▸ **CONSIGNE DONNÉE 1**
Recopiez fidèlement le passage de l'extrait sur GC Strategies compris entre « (Ottawa) Le ministère » et « les contrats fédéraux. », bornes incluses.
▸ **CONSIGNE DONNÉE 2**
Les affirmations suivantes concordent-elles avec l'extrait sur GC Strategies ? Répondez à chacune par oui ou par non, en citant textuellement les mots de l'extrait qui tranchent.
(a) GC Strategies a perdu sa cote de sécurité du gouvernement.
(b) Justin Trudeau a réagi mercredi.
(c) C'est la GRC qui a transmis des informations au ministère des Services publics et de l'Approvisionnement.
▸ **CONSIGNE DONNÉE 3**
Pouvez-vous écrire la suite de l'extrait sur GC Strategies, à partir de sa dernière phrase ?

▸ **EXTRAIT FOURNI**
****************

(Ottawa) Le ministère des Services publics et de l’Approvisionnement a transféré à son tour des informations sur GC Strategies à la Gendarmerie royale du Canada (GRC) après avoir mené sa propre enquête sur les allégations entourant cette entreprise au cœur du fiasco financier d’ArriveCAN. La firme vient de perdre sa cote de sécurité du gouvernement et est donc exclue de tous les contrats fédéraux.

« Comme tous les Canadiens, nous trouvons que cette situation est inacceptable, a réagi le premier ministre Justin Trudeau jeudi. On a des questions sur comment l’approvisionnement a fonctionné à l’intérieur de la fonction publique et on s’attend à ce qu’il y ait des enquêtes et des conséquences pour quiconque aurait brisé la loi. »

D’autant plus, si des gens en ont profité pour s’enrichir avec les mesures mises en place par le gouvernement durant la pandémie « pour aider les Canadiens », a-t-il spécifié.

****************

▸ **EXTRAIT DES DONNÉES**
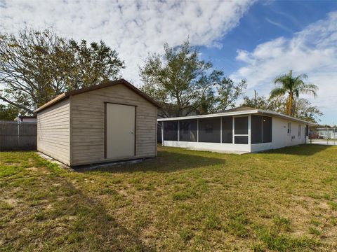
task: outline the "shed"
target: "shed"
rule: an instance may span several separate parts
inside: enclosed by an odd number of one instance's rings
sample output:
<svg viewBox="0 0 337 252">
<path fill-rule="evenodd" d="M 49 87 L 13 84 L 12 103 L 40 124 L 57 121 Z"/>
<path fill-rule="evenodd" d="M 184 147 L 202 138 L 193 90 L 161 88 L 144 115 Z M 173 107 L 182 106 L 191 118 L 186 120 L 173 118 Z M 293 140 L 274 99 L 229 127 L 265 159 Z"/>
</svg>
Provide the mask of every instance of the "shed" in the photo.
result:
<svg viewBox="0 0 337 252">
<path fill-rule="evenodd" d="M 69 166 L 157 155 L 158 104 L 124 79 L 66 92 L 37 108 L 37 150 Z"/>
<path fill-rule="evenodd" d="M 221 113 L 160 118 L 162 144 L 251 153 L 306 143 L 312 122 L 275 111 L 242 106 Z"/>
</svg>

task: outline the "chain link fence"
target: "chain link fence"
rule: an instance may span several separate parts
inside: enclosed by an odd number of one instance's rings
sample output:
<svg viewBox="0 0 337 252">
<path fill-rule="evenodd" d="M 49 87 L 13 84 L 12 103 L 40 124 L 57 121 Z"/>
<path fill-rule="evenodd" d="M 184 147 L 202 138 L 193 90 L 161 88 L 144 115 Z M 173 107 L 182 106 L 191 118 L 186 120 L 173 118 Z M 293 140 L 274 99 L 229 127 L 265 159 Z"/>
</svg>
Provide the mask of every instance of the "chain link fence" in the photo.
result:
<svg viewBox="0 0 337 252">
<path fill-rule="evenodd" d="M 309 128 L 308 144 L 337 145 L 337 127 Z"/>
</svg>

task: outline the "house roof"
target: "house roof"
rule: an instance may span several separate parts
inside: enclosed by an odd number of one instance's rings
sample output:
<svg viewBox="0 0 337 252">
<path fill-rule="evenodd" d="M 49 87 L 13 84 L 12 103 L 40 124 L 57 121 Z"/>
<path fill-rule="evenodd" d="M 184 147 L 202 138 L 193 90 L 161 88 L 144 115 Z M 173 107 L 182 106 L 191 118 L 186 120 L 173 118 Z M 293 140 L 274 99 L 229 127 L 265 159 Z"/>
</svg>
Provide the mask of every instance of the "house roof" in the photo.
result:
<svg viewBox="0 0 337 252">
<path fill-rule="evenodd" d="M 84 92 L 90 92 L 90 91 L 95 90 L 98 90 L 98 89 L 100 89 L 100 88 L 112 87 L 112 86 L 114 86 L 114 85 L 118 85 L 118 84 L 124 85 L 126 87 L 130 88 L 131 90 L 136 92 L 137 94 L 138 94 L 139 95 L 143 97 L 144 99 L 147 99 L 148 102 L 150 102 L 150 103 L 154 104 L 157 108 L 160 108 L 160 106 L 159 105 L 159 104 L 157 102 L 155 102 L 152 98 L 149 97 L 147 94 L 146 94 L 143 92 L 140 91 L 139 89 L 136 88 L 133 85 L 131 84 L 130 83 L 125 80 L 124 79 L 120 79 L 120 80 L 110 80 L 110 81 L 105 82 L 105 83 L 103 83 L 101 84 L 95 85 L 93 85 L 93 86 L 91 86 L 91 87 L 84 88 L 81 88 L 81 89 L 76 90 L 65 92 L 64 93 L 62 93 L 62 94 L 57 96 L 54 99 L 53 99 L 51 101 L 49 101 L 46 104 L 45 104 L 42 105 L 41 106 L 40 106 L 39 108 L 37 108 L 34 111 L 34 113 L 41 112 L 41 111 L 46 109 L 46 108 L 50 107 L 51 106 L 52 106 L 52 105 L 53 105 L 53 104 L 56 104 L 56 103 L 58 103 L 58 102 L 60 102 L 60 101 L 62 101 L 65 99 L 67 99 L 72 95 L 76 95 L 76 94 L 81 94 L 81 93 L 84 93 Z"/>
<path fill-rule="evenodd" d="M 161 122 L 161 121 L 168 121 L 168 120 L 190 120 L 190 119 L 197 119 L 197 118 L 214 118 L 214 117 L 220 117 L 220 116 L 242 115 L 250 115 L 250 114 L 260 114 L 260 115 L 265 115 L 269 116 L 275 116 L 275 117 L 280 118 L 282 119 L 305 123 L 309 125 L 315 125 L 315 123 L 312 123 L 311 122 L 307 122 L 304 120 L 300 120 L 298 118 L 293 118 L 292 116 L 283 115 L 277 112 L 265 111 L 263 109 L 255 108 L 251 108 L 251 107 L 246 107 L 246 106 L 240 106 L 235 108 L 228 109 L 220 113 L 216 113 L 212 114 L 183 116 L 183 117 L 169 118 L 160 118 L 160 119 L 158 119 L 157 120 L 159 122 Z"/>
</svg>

****************

▸ **RÉSULTAT OBTENU 1**
(Ottawa) Le ministère des Services publics et de l’Approvisionnement a transféré à son tour des informations sur GC Strategies à la Gendarmerie royale du Canada (GRC) après avoir mené sa propre enquête sur les allégations entourant cette entreprise au cœur du fiasco financier d’ArriveCAN. La firme vient de perdre sa cote de sécurité du gouvernement et est donc exclue de tous les contrats fédéraux.

▸ **RÉSULTAT OBTENU 2**
(a) Oui : « La firme vient de perdre sa cote de sécurité du gouvernement ».
(b) Non : « a réagi le premier ministre Justin Trudeau jeudi ».
(c) Non : « Le ministère des Services publics et de l’Approvisionnement a transféré à son tour des informations sur GC Strategies à la Gendarmerie royale du Canada (GRC) ».

▸ **RÉSULTAT OBTENU 3**
Le fait que GC Strategies a élaboré les critères d’un appel d’offres pour ensuite l’obtenir sans aucune concurrence a soulevé un drapeau rouge au sein du ministère des Services publics et de l’Approvisionnement (SPAC).

Cette information avait été dévoilée il y a quelques semaines dans un rapport dévastateur de la vérificatrice générale sur l’explosion des coûts de l’application ArriveCAN durant la pandémie. La première version avait coûté 80 000 $, mais le projet a fini par atteindre près de 60 millions.

« On a trouvé suffisamment d’éléments de preuves pour établir que l’un des dirigeants principaux de GC Strategies n’était plus en conformité avec le programme de sécurité des contrats », a indiqué jeudi la sous-ministre adjointe de la Direction générale de la surveillance de SPAC, Catherine Poulin.

Les hauts fonctionnaires du ministère témoignaient au comité des comptes publics de la Chambre des communes qui tente de faire la lumière sur les dépassements de coûts d’ArriveCAN.

« La situation actuelle à laquelle nous sommes confrontés en matière d’approvisionnement est bouleversante », a affirmé la sous-ministre de SPAC, Ariane Reza. Elle a souligné qu’elle survenait après les difficiles années pandémiques où les fonctionnaires responsables de l’approvisionnement ont dû travailler d’arrache-pied. La valeur des contrats avait doublé en 2020 et le nombre d’employés pour les traiter est demeuré le même.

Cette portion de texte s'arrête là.